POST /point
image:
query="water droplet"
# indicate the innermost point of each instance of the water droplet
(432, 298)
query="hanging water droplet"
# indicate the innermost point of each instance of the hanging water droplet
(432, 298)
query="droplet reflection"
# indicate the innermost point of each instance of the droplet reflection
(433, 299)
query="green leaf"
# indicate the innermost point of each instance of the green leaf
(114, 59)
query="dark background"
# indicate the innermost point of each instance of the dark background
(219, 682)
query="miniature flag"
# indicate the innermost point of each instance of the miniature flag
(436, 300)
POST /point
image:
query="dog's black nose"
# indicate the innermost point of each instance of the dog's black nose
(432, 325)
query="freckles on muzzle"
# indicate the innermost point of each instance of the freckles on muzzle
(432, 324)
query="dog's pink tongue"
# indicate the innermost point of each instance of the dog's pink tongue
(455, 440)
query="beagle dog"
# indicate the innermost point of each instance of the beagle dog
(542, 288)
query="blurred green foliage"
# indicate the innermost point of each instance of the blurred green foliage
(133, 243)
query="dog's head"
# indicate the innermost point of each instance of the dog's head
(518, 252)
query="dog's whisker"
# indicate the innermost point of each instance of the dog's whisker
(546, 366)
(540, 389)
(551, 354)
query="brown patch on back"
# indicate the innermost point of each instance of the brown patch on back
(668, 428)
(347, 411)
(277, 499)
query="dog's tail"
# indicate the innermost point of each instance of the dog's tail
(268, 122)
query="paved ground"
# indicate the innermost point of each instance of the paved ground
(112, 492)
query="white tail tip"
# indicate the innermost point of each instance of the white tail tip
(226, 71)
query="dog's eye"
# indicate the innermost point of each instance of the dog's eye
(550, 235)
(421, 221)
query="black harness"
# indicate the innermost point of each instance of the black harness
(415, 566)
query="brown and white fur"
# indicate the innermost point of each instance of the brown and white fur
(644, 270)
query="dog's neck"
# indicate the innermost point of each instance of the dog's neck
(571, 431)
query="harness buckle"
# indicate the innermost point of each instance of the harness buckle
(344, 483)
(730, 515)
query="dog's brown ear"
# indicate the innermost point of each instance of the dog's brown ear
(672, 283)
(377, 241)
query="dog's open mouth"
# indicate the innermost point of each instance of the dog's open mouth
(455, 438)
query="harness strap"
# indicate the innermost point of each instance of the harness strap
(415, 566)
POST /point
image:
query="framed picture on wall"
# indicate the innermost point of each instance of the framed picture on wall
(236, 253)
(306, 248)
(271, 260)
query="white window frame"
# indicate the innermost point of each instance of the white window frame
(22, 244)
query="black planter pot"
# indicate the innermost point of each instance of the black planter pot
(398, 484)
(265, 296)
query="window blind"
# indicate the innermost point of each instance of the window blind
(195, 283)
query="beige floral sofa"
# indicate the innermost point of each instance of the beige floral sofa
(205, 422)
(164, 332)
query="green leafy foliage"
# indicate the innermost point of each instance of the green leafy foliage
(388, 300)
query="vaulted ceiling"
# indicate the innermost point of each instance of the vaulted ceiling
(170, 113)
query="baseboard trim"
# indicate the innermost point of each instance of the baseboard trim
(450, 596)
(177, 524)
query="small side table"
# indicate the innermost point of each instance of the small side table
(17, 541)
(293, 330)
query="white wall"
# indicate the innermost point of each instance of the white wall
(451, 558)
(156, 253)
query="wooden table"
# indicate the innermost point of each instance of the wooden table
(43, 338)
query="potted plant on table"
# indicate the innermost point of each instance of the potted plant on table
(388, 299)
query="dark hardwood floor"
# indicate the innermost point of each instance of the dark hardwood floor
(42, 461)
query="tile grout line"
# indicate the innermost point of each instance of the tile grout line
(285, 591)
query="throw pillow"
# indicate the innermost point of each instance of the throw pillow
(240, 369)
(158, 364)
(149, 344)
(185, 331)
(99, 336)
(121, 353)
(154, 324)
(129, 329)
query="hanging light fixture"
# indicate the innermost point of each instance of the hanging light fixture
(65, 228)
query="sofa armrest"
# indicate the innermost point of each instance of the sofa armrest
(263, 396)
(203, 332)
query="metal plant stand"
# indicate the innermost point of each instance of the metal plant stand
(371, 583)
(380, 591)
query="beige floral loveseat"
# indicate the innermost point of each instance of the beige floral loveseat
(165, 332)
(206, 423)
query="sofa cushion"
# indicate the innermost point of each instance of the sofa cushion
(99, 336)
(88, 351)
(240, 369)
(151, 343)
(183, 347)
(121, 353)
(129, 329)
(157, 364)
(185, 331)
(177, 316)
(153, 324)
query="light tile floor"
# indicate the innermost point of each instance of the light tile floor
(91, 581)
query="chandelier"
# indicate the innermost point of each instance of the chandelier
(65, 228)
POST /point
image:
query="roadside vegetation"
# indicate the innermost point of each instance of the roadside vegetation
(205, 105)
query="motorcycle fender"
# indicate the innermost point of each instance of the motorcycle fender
- - -
# Goal
Using the listing above, please repeat every entry exactly.

# Correct output
POST /point
image:
query="water droplet"
# indicate the innermost point of each instance of the water droplet
(432, 298)
query="hanging water droplet"
# indicate the innermost point of each instance of the hanging water droplet
(432, 298)
query="droplet reflection"
# indicate the innermost point of each instance of the droplet reflection
(433, 299)
query="green leaf"
# indicate the innermost point of each instance of the green leaf
(114, 59)
query="dark background"
# indicate the innermost point of each instance of the dark background
(219, 682)
query="miniature flag"
# indicate the innermost point of each instance of the miniature flag
(436, 300)
POST /point
image:
query="dog's black nose"
# indicate the innermost point of each instance of the dog's black nose
(432, 325)
query="freckles on muzzle"
# indicate the innermost point of each instance of the freckles on muzzle
(432, 324)
query="dog's pink tongue"
# indicate the innermost point of each instance of the dog's pink tongue
(455, 440)
query="beagle dog"
# indicate the innermost point of each instance of the beagle dog
(542, 288)
query="blurred green foliage"
# indicate the innermost point of each instance of the blurred green foliage
(133, 243)
query="dog's head"
# indicate the innermost point of each instance of the dog's head
(518, 252)
query="dog's whisker"
# indicate the innermost point of each instance of the dog's whisker
(546, 366)
(540, 389)
(551, 354)
query="brown patch on back"
# indicate the innermost point of each instance of the brown patch on back
(668, 428)
(347, 411)
(277, 499)
query="dog's tail"
# indicate the innermost point of each instance of the dog's tail
(268, 122)
query="paved ground"
# indicate the innermost point of each instance of the paved ground
(112, 492)
query="white tail tip"
# indicate the innermost point of each instance of the white tail tip
(226, 71)
query="dog's eye"
# indicate the innermost point of each instance of the dog's eye
(550, 235)
(421, 221)
query="black harness"
# indicate the innermost point of each instance of the black harness
(415, 566)
query="brown and white fur"
# indicate the innermost point of each instance of the brown and white fur
(644, 270)
query="dog's neck"
# indicate the innermost point of each instance of the dog's neck
(571, 431)
query="harness buckle"
# indicate the innermost point of each instance of the harness buckle
(344, 483)
(730, 515)
query="dog's brown ear"
# indicate the innermost point of each instance of the dog's brown ear
(672, 283)
(377, 241)
query="dog's open mouth"
# indicate the innermost point of each instance of the dog's open mouth
(455, 438)
query="harness strap"
# indicate the innermost point of each instance of the harness strap
(415, 566)
POST /point
image:
query="framed picture on wall"
# indicate the innermost point of each instance of the framed picture on wall
(236, 253)
(306, 248)
(271, 260)
query="white window frame"
# indicate the innermost point of each instance of the white window frame
(22, 244)
query="black planter pot"
# indicate the innermost point of each instance of the black planter pot
(398, 484)
(265, 296)
query="window blind"
# indicate the innermost point of each instance of the window blind
(195, 283)
query="beige floral sofa"
# indicate the innermost point of each instance of the beige floral sofa
(205, 422)
(164, 332)
query="green leafy foliage"
# indicate the innermost point of each instance of the green leafy foliage
(388, 300)
query="vaulted ceiling"
# indicate the innermost point of each instance of the vaulted ceiling
(170, 113)
query="baseboard trim"
# indicate the innermost point of each instance of the baseboard trim
(450, 596)
(177, 524)
query="small side table"
# indicate the innermost point of each instance of the small side table
(17, 541)
(293, 330)
query="white wall"
# indicate the innermost point of each instance of the white wall
(451, 558)
(156, 253)
query="wooden table"
# indicate the innermost point of each instance of the wooden table
(43, 338)
query="potted plant on table"
# indicate the innermost point of each instance of the potted plant on table
(388, 299)
query="dark hardwood floor"
# indicate the innermost point of each instance of the dark hardwood floor
(42, 461)
query="tile grout line"
# indicate the innermost point of each instance of the tile grout line
(285, 591)
query="throw pillow"
# indicate the innermost point of each instance of the throw pillow
(240, 369)
(158, 364)
(149, 344)
(185, 331)
(99, 336)
(121, 353)
(154, 324)
(129, 329)
query="hanging light fixture"
# indicate the innermost point of each instance of the hanging light fixture
(65, 228)
query="sofa armrest"
# indicate the innermost point of each instance of the sofa armrest
(263, 396)
(203, 332)
query="metal plant stand"
# indicate the innermost point of each instance of the metal plant stand
(371, 583)
(380, 591)
query="beige floral loveseat"
# indicate the innermost point of each instance of the beige floral loveseat
(165, 332)
(206, 423)
query="sofa cushion"
# indicate the innermost point of each instance of the sofa cushion
(99, 336)
(88, 351)
(240, 369)
(151, 343)
(183, 347)
(121, 353)
(129, 329)
(157, 364)
(185, 331)
(177, 316)
(153, 324)
query="light tile floor"
# indicate the innermost point of each instance of the light tile floor
(91, 581)
query="chandelier"
# indicate the innermost point of each instance of the chandelier
(65, 228)
POST /point
image:
query="roadside vegetation"
# indicate the innermost point of each instance of the roadside vegetation
(205, 105)
query="motorcycle fender"
# indicate the innermost point of each instance of the motorcycle fender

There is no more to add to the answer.